Provided information →

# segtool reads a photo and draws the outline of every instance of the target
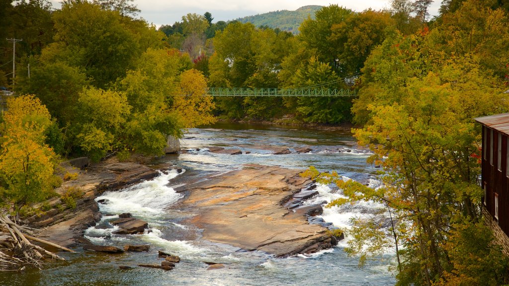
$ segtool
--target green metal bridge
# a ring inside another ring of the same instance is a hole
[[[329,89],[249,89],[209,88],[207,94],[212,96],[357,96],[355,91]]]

---

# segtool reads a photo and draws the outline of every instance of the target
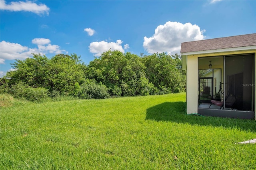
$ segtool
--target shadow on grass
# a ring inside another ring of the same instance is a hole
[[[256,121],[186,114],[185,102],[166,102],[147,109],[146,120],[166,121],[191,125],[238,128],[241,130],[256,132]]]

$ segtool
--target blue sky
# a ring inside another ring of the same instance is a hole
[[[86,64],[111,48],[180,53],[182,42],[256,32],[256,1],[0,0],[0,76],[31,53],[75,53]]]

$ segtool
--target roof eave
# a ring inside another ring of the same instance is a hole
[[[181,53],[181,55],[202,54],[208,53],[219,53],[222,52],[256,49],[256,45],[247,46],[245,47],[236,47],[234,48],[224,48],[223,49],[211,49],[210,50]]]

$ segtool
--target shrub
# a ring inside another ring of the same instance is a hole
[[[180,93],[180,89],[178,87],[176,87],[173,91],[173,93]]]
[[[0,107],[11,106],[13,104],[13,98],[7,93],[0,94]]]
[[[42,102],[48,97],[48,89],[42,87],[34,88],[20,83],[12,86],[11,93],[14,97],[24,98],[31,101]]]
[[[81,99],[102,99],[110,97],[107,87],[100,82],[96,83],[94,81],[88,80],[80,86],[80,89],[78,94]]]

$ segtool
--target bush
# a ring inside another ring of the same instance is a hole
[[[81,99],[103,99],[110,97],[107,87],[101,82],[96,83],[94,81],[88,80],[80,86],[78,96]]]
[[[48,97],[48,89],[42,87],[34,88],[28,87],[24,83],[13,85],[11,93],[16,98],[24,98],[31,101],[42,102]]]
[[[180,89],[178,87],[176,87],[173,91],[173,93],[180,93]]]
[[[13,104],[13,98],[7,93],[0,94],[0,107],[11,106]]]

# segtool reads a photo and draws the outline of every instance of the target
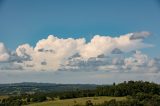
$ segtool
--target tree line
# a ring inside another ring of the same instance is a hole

Task brief → Collect every line above that contains the word "target", and copy each one in full.

Solution →
# segtool reads a photo and draws the outline of every instance of the target
--target green metal bridge
# segtool reads a photo and draws the outline of every instance of the target
--target shadow on grass
--target blue sky
--target roof eave
--target shrub
--target bush
# segtool reads a photo and draws the outline of every instance of the target
--target tree line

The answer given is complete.